▶ **EXTRACTED INFORMATION**:
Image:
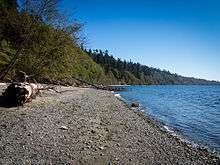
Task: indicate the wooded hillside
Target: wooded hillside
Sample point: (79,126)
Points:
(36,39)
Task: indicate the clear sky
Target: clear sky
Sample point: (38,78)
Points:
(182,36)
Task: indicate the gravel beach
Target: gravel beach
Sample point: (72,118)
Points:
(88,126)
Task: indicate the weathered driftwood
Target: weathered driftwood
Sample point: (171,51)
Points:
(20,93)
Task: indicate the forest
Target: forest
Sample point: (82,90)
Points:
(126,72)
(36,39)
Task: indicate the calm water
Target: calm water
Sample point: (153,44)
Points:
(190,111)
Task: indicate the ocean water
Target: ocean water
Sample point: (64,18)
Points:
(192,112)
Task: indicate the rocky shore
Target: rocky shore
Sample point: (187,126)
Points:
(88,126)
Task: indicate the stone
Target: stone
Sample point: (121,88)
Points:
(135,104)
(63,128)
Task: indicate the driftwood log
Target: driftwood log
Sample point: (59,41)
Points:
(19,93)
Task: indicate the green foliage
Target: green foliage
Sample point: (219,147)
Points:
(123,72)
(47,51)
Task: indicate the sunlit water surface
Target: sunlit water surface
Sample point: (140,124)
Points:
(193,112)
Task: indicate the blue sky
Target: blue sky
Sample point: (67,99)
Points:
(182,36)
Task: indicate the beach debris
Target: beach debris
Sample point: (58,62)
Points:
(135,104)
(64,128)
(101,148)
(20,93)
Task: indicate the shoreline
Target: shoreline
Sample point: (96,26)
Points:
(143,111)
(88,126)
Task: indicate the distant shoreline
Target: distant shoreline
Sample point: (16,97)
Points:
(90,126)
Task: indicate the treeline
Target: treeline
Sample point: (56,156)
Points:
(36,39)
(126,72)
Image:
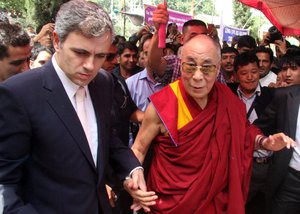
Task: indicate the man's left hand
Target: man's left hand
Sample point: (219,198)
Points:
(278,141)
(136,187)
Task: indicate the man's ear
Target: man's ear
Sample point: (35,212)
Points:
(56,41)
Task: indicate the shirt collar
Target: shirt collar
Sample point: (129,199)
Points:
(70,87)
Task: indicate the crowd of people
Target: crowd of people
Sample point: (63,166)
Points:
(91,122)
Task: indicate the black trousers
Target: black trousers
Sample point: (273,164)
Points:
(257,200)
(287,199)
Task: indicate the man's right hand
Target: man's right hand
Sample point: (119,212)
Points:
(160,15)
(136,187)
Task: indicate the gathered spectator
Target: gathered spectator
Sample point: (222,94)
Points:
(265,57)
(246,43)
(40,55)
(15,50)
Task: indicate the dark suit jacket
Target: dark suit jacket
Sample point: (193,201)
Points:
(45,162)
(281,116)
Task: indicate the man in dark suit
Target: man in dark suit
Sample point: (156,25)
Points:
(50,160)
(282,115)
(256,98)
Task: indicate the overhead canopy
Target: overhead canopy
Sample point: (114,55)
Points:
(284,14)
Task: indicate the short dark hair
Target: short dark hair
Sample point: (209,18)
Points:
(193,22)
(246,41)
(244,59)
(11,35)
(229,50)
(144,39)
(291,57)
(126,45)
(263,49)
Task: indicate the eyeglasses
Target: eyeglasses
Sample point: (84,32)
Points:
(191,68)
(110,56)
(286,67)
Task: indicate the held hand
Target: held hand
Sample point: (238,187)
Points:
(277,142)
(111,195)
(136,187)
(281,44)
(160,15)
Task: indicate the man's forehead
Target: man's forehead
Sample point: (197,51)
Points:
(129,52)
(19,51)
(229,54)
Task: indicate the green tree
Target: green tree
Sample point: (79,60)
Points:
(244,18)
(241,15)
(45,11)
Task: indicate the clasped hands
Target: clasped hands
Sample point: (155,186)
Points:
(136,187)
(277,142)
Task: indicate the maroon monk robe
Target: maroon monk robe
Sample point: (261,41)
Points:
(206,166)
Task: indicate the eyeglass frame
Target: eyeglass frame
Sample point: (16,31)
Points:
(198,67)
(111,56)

---

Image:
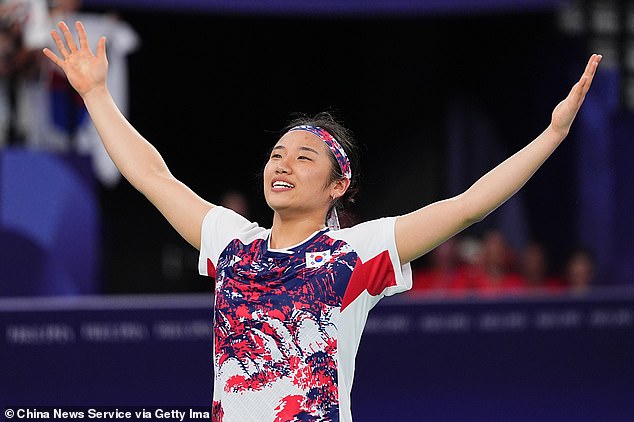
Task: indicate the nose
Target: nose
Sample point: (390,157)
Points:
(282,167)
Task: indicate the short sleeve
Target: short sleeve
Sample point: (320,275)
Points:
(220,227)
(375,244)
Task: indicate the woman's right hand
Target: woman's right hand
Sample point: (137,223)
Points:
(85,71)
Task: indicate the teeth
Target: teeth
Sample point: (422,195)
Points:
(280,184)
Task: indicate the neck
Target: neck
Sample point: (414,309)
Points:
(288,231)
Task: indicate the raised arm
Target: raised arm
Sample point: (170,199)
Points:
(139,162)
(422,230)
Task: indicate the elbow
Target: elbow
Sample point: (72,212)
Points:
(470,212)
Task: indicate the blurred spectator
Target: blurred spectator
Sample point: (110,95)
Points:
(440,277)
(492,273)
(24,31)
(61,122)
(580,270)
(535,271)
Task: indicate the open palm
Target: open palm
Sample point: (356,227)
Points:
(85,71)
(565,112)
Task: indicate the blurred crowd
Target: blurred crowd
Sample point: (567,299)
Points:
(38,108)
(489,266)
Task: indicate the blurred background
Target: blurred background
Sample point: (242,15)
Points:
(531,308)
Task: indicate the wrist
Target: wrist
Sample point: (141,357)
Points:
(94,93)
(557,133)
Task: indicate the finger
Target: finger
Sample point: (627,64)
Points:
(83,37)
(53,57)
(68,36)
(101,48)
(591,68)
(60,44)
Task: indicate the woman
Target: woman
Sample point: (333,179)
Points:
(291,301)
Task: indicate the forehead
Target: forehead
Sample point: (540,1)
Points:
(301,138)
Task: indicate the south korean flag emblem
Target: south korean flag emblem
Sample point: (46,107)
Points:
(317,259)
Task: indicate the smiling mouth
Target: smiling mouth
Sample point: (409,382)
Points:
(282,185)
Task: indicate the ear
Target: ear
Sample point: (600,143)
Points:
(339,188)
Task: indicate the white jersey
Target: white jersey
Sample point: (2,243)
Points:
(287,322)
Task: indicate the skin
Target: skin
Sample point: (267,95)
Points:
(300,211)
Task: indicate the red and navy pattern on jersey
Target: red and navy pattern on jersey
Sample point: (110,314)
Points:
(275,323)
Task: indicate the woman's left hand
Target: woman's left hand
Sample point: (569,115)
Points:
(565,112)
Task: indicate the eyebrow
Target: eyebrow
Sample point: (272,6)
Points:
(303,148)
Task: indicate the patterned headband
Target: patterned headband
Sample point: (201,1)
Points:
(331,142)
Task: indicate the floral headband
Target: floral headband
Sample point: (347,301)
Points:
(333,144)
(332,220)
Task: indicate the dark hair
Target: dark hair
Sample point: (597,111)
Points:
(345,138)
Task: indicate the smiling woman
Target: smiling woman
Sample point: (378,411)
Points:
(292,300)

▶ **INSTRUCTIONS FOR THE TASK**:
Gather every line in the items above that contains the word "jacket", and copy each line in full.

▶ **SOLUTION TO THIS PROBLEM**:
Task: indicate the dark suit jacket
Target: dark suit jacket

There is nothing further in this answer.